▸ **Problem to solve**
Return each of the rows below verbatim, with nothing changed.

▸ **Given data**
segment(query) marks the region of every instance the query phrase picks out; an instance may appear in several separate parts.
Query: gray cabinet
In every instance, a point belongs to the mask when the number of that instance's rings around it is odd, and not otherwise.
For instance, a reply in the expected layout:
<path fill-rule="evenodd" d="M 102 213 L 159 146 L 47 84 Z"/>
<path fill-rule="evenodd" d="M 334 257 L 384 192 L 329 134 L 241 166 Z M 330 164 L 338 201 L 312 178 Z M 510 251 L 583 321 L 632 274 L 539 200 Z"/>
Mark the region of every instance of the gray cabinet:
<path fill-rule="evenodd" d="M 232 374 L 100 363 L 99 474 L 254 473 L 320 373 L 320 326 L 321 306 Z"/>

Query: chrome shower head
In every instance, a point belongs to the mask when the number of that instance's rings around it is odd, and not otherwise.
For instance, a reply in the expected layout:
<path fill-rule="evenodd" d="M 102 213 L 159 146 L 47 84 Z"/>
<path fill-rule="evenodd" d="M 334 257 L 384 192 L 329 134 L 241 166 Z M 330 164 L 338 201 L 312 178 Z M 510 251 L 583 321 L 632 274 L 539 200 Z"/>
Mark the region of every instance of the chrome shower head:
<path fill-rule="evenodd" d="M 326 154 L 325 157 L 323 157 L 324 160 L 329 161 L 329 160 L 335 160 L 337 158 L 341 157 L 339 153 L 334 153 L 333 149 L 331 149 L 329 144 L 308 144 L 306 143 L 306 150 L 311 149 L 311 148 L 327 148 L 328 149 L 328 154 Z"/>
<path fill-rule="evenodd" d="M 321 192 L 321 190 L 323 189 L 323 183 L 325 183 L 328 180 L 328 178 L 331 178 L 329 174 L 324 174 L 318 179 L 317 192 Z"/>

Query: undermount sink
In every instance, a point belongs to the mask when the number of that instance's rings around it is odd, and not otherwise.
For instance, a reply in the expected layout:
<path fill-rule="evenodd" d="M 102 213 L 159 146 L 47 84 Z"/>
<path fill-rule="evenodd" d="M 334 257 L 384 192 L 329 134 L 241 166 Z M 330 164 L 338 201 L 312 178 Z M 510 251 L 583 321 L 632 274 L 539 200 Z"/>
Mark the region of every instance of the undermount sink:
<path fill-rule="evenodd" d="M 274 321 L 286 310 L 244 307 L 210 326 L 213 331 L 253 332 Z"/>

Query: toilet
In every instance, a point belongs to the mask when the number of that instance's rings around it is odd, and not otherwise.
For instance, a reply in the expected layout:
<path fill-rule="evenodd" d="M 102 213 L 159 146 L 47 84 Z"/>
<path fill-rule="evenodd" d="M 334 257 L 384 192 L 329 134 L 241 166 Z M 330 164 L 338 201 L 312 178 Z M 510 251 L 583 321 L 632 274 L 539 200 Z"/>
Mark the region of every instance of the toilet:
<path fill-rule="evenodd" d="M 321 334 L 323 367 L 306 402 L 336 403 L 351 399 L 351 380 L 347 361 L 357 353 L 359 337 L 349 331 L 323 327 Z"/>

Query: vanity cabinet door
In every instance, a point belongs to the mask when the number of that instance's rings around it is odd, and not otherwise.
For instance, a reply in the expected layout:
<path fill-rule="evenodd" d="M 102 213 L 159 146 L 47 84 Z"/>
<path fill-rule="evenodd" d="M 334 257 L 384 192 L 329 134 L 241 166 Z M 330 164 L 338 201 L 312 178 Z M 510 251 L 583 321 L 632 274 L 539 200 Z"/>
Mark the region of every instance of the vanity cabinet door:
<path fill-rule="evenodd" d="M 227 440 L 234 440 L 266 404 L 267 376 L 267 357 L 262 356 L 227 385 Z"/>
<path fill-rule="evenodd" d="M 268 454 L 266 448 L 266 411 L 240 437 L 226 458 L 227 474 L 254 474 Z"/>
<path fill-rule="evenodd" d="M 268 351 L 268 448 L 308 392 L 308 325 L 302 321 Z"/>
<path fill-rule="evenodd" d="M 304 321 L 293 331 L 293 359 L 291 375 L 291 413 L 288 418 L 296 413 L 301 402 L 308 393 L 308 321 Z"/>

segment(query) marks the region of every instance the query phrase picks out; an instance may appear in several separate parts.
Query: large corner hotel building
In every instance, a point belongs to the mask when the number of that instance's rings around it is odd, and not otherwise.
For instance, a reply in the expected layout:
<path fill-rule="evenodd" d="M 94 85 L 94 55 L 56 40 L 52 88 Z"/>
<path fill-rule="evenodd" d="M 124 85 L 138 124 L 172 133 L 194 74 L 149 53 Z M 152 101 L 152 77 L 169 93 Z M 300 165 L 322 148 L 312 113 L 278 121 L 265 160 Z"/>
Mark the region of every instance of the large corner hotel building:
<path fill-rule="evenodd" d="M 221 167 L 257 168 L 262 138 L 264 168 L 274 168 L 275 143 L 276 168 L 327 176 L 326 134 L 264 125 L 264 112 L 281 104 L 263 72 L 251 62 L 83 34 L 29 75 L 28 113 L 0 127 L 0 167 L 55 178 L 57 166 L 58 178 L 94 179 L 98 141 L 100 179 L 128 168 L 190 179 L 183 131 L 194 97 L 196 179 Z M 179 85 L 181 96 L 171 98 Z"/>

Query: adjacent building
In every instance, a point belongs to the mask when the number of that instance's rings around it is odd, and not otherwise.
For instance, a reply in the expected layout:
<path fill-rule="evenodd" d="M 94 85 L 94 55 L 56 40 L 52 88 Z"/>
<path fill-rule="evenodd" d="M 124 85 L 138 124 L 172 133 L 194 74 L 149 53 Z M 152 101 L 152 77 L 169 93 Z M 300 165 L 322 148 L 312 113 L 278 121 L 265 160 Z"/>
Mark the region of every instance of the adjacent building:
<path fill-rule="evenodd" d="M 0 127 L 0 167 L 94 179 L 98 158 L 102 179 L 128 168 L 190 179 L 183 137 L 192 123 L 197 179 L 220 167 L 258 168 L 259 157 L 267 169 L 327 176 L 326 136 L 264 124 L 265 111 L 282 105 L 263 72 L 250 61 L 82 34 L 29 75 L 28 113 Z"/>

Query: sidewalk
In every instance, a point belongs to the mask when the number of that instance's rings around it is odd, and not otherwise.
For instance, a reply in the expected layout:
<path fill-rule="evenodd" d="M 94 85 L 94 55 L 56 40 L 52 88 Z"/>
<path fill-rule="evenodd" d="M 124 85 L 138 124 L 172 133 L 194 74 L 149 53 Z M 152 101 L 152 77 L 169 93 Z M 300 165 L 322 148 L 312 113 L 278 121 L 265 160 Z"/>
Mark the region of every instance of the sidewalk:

▸ **Completed task**
segment(query) marks the region of every instance the query phrase picks out; an instance may appear in several separate parts.
Query: gray cabinet
In every instance, a point belongs to the mask when the number of that instance's rings around it is odd, and not otherwise.
For instance, a reply in the expected layout:
<path fill-rule="evenodd" d="M 102 213 L 159 146 L 47 84 Z"/>
<path fill-rule="evenodd" d="M 334 257 L 384 192 L 329 134 L 241 166 Z M 330 164 L 338 201 L 312 178 Z M 510 251 L 583 321 L 632 274 L 539 200 Z"/>
Mark the region of every instance of the gray cabinet:
<path fill-rule="evenodd" d="M 232 374 L 100 363 L 99 474 L 254 473 L 320 373 L 320 326 L 321 306 Z"/>

Query: chrome shower head
In every instance, a point belongs to the mask when the number of that instance's rings around it is odd, and not otherwise.
For instance, a reply in the expected layout:
<path fill-rule="evenodd" d="M 102 213 L 159 146 L 47 84 Z"/>
<path fill-rule="evenodd" d="M 334 257 L 384 192 L 329 134 L 241 166 Z M 330 164 L 338 201 L 312 178 Z M 510 251 L 583 321 L 632 274 L 539 200 Z"/>
Mark the region of every instance of the chrome shower head:
<path fill-rule="evenodd" d="M 326 154 L 325 157 L 323 157 L 324 160 L 329 161 L 329 160 L 335 160 L 337 158 L 341 157 L 339 153 L 334 153 L 333 149 L 331 149 L 329 144 L 308 144 L 306 143 L 306 150 L 311 149 L 311 148 L 327 148 L 328 149 L 328 154 Z"/>
<path fill-rule="evenodd" d="M 321 192 L 321 190 L 323 189 L 323 183 L 325 183 L 328 180 L 328 178 L 331 178 L 329 174 L 324 174 L 318 179 L 317 192 Z"/>

Query: undermount sink
In every instance, a point belongs to the mask when the number of that instance's rings around it is odd, and not otherwise.
For instance, a reply in the expected layout:
<path fill-rule="evenodd" d="M 102 213 L 159 146 L 47 84 Z"/>
<path fill-rule="evenodd" d="M 334 257 L 384 192 L 329 134 L 241 166 Z M 330 164 L 338 201 L 312 178 Z M 510 251 L 583 321 L 632 274 L 539 200 Z"/>
Mark the region of every instance of the undermount sink:
<path fill-rule="evenodd" d="M 274 321 L 286 310 L 244 307 L 210 326 L 213 331 L 253 332 Z"/>

Query: toilet
In every instance, a point belongs to the mask when the number of that instance's rings around it is odd, and not otherwise.
For instance, a reply in the expected layout:
<path fill-rule="evenodd" d="M 102 213 L 159 146 L 47 84 Z"/>
<path fill-rule="evenodd" d="M 334 257 L 384 192 L 329 134 L 241 166 Z M 330 164 L 338 201 L 312 178 Z M 510 251 L 583 321 L 632 274 L 539 200 Z"/>
Mark the region of every instance of the toilet:
<path fill-rule="evenodd" d="M 321 334 L 323 367 L 306 402 L 336 403 L 351 399 L 351 380 L 347 361 L 357 353 L 359 337 L 349 331 L 323 327 Z"/>

Query: vanity cabinet door
In every instance, a point belongs to the mask when the number of that instance's rings around it is odd, and not otherwise.
For instance, a reply in the expected layout:
<path fill-rule="evenodd" d="M 102 213 L 159 146 L 47 84 Z"/>
<path fill-rule="evenodd" d="M 334 257 L 384 192 L 329 134 L 241 166 Z M 330 164 L 338 201 L 312 178 Z M 510 251 L 583 321 L 632 274 L 539 200 Z"/>
Mark the region of every instance of the vanity cabinet door:
<path fill-rule="evenodd" d="M 227 440 L 234 440 L 266 404 L 267 376 L 267 357 L 262 356 L 227 385 Z"/>
<path fill-rule="evenodd" d="M 268 454 L 266 448 L 266 411 L 240 437 L 226 458 L 227 474 L 254 474 Z"/>
<path fill-rule="evenodd" d="M 268 351 L 268 448 L 308 392 L 308 325 L 302 321 Z"/>
<path fill-rule="evenodd" d="M 304 321 L 293 331 L 293 359 L 291 375 L 291 413 L 288 418 L 296 413 L 301 402 L 308 393 L 308 321 Z"/>

segment(query) marks the region of every instance the query phrase picks out; an instance may appear in several separate parts.
Query: large corner hotel building
In every instance, a point belongs to the mask when the number of that instance's rings around it is odd, and not otherwise.
For instance, a reply in the expected layout:
<path fill-rule="evenodd" d="M 94 85 L 94 55 L 56 40 L 52 88 Z"/>
<path fill-rule="evenodd" d="M 124 85 L 138 124 L 172 133 L 194 74 L 149 53 Z M 152 101 L 152 77 L 169 93 Z M 300 165 L 322 148 L 312 113 L 278 121 L 265 160 Z"/>
Mark the region of every instance of the large corner hotel building:
<path fill-rule="evenodd" d="M 221 167 L 257 168 L 262 138 L 264 168 L 274 168 L 275 143 L 276 168 L 327 176 L 326 134 L 264 125 L 264 112 L 281 104 L 263 72 L 251 62 L 83 34 L 29 75 L 28 113 L 0 127 L 0 167 L 55 178 L 57 166 L 58 178 L 94 179 L 98 141 L 100 179 L 128 168 L 190 179 L 183 131 L 194 97 L 196 179 Z M 179 85 L 181 96 L 171 98 Z"/>

Query: adjacent building
In every instance, a point belongs to the mask when the number of that instance's rings around it is odd, and not otherwise.
For instance, a reply in the expected layout:
<path fill-rule="evenodd" d="M 94 85 L 94 55 L 56 40 L 52 88 Z"/>
<path fill-rule="evenodd" d="M 124 85 L 138 124 L 172 133 L 194 74 L 149 53 Z M 152 101 L 152 77 L 169 93 Z M 300 165 L 322 148 L 312 113 L 278 121 L 265 160 Z"/>
Mark the region of every instance of the adjacent building:
<path fill-rule="evenodd" d="M 0 127 L 0 167 L 94 179 L 98 158 L 102 179 L 128 168 L 190 179 L 183 137 L 192 123 L 197 179 L 220 167 L 258 168 L 259 157 L 267 169 L 327 176 L 326 136 L 264 124 L 265 111 L 282 105 L 263 72 L 250 61 L 82 34 L 29 75 L 28 113 Z"/>

Query: sidewalk
In every instance, a point belongs to the mask when the number of that instance's rings around it is odd, and not otherwise.
For instance, a reply in the expected layout:
<path fill-rule="evenodd" d="M 94 85 L 94 55 L 56 40 L 52 88 Z"/>
<path fill-rule="evenodd" d="M 124 85 L 138 124 L 172 133 L 194 74 L 149 53 Z M 152 101 L 152 77 L 169 93 Z M 300 165 L 322 148 L 312 113 L 278 121 L 265 160 Z"/>
Mark the region of every instance of the sidewalk:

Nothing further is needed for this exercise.